### JOB A:
In the San Gabriel Mission High School alumni passage, who became the first president of the alumni association?
### JOB B:
Render this sentence from the San Gabriel Mission High School alumni passage in Spanish: "In 1989, alumni Kenny Loggins ‘66, singer and song writer, helped SGMHS celebrate its 40th anniversary."
### JOB C:
Carry the San Gabriel Mission High School alumni passage forward from its last sentence.

### DOCUMENT EXTRACT:
-----
On April 5, 1981, the first San Gabriel Mission High School Alumni Association meeting was held in the Auditorium, under the direction of Sister Carolyn Kolander, Principal, and Sister Judith Mary, the class of '60.  James Taylor, ‘57 was elected as the first president.

Notable alumni include: Father Ralph Berg, CMF '53, returned to Mission as pastor in June 1978, serving the parish for three years in this capacity.  In 1981, he was sent to Nigeria to work in the Claretian missions and upon his return, served once again as pastor of Mission. Peter Mullin '58, businessman and owner of the Mullin Automotive Museum; Dr. Katherine Medvetz Poehlmann '60, author; Father Frank Ferrante, CMF '62, served as Provincial for the Claretian order; Katherine Burns Sartori ‘63, author; renowned soprano Alba Quezada ‘71 and mezzo-soprano, Suzanna Guzman ‘73; and Carol Najera Edwards '78, Deputy District Attorney. Also, alumni have returned to their Alma Mater showing their support.  In 1989, alumni Kenny Loggins ‘66, singer and song writer, helped SGMHS celebrate its 40th anniversary. In 2012, alumni Kim Baldonado ‘82, NBC news reporter, was the commencement speaker at graduation.
-----
### ROWS:
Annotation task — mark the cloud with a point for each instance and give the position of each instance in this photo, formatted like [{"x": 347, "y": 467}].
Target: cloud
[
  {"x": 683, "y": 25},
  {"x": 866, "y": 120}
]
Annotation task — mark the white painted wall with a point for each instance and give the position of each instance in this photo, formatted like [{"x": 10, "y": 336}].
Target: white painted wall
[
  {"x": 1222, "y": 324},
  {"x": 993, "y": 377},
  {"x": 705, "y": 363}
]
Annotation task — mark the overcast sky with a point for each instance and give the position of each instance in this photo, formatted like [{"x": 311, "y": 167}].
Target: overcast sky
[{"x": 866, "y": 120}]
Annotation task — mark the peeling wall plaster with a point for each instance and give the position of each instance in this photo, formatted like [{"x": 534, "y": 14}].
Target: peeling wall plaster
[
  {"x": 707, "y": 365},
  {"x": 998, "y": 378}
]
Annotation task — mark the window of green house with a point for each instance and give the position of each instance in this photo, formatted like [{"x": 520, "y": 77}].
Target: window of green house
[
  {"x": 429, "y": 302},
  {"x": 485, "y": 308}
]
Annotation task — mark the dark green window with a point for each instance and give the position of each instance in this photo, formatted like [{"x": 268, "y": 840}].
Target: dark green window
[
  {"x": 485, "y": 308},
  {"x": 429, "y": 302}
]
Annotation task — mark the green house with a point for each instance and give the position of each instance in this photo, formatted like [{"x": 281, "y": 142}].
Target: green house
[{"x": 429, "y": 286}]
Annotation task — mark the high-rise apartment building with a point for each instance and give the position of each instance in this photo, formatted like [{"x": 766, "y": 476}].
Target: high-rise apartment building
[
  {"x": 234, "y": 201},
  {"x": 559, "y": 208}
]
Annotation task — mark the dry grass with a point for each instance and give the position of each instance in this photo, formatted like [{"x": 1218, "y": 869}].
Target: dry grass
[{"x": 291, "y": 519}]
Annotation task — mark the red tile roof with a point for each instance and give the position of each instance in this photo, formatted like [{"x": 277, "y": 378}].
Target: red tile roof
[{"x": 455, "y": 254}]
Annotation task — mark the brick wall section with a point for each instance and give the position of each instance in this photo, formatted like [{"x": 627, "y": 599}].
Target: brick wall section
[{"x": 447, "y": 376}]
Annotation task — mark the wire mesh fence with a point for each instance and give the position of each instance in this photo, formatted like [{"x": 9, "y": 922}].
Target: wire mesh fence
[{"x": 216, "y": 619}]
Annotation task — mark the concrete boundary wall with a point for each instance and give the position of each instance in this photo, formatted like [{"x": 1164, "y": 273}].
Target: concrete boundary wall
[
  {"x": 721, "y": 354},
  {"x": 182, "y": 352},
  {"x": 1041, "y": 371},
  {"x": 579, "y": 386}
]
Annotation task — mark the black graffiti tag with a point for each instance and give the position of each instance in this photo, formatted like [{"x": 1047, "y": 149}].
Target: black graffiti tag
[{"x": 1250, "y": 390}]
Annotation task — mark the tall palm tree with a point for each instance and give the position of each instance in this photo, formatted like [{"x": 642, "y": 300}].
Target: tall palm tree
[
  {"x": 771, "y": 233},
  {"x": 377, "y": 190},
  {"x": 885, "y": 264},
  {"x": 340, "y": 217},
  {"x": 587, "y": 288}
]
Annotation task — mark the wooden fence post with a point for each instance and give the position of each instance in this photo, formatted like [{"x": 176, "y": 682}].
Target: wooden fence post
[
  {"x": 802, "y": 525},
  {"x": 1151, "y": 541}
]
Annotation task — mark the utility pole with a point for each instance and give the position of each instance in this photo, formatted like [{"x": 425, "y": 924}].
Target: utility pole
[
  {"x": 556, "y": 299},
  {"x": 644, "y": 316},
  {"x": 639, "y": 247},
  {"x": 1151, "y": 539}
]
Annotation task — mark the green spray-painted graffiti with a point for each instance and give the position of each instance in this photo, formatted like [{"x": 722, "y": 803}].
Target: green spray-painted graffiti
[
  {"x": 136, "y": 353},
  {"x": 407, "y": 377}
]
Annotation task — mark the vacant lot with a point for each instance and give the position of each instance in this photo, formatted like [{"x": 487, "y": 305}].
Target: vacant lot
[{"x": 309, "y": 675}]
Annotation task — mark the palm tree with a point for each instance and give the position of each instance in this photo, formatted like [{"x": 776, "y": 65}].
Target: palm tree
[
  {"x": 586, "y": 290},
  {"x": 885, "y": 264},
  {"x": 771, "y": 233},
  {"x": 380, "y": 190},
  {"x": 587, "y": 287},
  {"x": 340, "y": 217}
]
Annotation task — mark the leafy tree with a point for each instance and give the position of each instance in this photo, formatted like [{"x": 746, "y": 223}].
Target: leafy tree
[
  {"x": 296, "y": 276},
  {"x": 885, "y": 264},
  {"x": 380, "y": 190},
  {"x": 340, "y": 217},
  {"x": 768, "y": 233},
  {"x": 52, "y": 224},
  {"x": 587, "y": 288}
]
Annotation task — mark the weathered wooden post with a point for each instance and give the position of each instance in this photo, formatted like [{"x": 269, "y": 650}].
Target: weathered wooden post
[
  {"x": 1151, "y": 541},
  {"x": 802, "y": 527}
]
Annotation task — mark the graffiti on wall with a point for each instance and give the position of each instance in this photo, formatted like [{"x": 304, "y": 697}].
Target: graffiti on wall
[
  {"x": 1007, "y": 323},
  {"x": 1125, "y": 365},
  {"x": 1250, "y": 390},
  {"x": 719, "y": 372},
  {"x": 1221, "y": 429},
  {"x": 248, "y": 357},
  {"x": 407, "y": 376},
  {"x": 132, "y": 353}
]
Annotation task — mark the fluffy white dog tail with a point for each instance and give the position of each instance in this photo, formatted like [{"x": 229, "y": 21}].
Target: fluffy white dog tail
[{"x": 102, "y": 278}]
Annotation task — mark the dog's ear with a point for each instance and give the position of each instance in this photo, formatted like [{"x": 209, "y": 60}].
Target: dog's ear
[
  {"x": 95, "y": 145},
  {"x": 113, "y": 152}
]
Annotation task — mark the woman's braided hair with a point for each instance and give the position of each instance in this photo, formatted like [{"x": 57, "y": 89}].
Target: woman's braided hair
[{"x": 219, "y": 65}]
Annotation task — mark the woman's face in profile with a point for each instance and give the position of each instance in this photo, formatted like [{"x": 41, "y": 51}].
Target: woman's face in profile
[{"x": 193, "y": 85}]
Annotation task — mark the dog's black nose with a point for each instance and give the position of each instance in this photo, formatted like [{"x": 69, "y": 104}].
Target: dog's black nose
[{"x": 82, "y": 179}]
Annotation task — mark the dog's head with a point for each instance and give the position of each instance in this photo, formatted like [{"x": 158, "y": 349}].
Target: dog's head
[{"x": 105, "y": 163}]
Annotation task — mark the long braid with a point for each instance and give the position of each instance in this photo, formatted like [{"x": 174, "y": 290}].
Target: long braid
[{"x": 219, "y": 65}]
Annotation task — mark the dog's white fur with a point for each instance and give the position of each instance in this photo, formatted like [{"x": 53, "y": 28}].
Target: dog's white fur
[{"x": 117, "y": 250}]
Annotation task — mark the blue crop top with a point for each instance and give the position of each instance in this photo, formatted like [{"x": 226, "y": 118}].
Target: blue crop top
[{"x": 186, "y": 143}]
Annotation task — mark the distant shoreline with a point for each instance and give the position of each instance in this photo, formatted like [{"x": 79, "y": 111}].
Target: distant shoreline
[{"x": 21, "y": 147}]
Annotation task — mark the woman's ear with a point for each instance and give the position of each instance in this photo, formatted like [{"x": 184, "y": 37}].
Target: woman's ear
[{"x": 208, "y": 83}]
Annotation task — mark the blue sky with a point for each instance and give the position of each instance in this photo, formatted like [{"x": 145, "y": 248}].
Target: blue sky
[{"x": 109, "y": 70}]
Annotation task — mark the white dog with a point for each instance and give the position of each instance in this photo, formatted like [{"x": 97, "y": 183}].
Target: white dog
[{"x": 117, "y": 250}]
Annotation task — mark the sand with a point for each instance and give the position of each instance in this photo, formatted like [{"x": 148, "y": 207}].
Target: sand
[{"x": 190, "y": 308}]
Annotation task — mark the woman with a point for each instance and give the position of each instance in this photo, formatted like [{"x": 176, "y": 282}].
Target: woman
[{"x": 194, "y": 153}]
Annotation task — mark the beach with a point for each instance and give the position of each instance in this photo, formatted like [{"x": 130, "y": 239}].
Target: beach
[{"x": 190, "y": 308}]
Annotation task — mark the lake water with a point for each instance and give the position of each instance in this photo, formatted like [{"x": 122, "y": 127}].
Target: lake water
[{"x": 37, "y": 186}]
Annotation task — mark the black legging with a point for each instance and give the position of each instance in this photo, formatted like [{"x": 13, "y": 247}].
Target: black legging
-----
### ANSWER A:
James Taylor, class of '57.

### ANSWER B:
En 1989, el exalumno Kenny Loggins ‘66, cantante y compositor, ayudó a SGMHS a celebrar su 40.º aniversario.

### ANSWER C:
Academics
SGMHS is accredited by the WCEA/WASC and follows archdiocesan and state mandates.

San Gabriel Mission High School offers Enrichment Courses, SAT Prep, Personal College Admissions Advisement, Advanced Placement (AP) courses, the AP Capstone Program.

The school briefly held the International Baccalaureate (IB) programme.

Demographics
The current student population is +150 students. Student commute from various cities from the San Gabriel Valley and Greater Los Angeles Region.

Sports
As a member of the California Interscholastic Federation (CIF), the governing body for high school sports in the state of California, San Gabriel Mission High School is a member of the Horizon League. Sports at San Gabriel Mission High School include:
Basketball
Cross-Country
Soccer
Softball
Track and Field
Volleyball

Notable alumni
 Kenny Loggins - (1966) American singer and songwriter.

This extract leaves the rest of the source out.